Saved data entries

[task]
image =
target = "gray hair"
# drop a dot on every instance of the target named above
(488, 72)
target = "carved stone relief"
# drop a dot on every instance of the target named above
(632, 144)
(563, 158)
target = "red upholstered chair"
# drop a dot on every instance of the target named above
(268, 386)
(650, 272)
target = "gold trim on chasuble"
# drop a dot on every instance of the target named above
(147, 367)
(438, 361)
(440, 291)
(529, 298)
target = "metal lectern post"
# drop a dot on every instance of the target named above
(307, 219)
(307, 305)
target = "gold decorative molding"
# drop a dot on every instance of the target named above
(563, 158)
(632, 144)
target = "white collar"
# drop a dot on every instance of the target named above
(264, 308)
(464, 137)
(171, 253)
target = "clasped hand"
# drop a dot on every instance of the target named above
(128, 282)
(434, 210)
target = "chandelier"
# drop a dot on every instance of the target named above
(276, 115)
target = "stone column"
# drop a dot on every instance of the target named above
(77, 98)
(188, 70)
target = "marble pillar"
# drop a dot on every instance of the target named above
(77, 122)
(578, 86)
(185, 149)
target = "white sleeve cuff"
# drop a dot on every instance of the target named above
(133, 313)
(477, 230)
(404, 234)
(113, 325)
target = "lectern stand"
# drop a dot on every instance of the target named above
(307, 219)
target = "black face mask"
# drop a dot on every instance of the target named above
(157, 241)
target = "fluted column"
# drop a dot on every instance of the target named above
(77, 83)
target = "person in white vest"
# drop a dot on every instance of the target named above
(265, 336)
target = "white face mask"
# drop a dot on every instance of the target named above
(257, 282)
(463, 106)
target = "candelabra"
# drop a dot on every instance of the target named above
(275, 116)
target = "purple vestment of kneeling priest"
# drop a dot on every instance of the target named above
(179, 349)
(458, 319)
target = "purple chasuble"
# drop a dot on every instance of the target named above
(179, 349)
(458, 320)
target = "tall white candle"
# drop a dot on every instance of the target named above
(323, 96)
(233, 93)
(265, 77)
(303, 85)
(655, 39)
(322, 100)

* * *

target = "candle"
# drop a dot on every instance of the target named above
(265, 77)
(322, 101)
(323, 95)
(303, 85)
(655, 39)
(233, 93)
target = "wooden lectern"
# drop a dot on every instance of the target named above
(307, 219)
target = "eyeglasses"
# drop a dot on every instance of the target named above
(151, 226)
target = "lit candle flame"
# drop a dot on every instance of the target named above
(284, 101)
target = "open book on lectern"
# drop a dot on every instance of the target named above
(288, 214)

* * *

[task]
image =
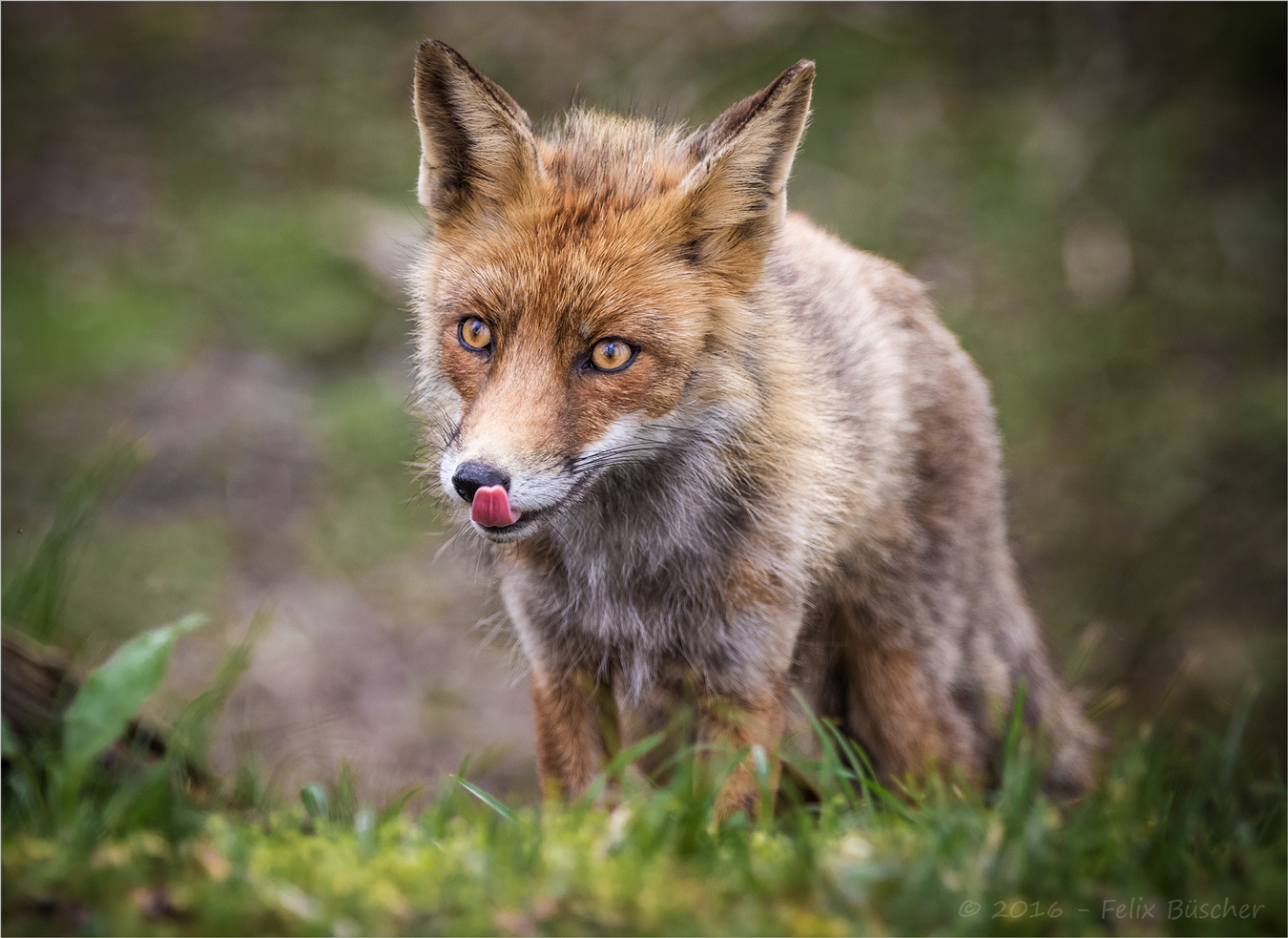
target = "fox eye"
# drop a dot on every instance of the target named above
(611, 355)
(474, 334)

**Instructions for the task**
Pick each line holding the word "gold" out of the data and copy it.

**Reply to the exercise**
target = "gold trim on chasuble"
target = "gold decorative molding"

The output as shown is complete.